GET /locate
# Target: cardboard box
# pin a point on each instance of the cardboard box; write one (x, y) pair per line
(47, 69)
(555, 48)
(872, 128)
---
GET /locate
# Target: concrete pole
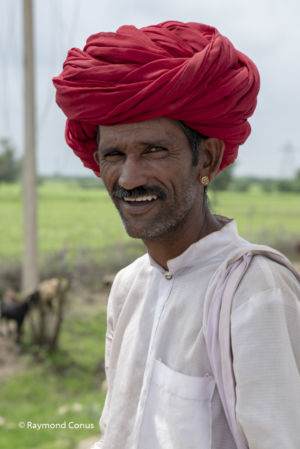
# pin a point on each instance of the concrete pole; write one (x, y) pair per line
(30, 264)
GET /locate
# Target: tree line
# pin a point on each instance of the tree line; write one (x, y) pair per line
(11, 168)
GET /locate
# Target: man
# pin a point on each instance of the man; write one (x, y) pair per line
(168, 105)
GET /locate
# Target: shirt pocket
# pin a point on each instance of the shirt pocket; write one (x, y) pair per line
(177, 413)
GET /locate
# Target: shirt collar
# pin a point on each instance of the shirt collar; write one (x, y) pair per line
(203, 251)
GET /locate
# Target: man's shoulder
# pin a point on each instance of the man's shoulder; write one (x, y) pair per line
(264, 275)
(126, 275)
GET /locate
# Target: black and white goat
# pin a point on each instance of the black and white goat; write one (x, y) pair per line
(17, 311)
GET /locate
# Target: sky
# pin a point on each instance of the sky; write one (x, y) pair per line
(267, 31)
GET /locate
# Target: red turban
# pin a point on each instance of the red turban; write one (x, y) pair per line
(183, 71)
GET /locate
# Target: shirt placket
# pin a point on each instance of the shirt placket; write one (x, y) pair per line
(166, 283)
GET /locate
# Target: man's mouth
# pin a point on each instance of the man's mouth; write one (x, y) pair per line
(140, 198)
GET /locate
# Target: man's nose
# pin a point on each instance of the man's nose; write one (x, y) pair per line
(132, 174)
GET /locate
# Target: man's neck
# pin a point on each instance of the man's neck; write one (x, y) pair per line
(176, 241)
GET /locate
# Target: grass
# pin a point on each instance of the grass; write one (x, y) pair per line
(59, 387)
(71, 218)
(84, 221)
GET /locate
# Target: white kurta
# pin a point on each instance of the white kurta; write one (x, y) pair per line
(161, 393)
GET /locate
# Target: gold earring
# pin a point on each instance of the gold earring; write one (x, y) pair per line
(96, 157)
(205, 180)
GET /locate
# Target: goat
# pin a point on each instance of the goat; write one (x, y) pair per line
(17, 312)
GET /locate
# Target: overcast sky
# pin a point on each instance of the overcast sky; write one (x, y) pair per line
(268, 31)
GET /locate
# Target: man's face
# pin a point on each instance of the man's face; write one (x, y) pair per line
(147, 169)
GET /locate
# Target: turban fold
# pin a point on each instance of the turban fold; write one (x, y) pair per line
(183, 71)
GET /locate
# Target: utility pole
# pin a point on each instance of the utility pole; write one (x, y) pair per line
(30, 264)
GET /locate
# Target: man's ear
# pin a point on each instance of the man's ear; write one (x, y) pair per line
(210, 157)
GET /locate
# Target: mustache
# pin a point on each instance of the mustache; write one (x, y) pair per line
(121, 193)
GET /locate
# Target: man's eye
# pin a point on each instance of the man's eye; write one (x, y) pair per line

**Problem requirements**
Extract every line above that contains the word "earring", treating uppercase and lowercase letters as different.

**Expected answer**
# Target: gold earring
# pin a point on each instance of the gold earring; write one (x, y) pair per line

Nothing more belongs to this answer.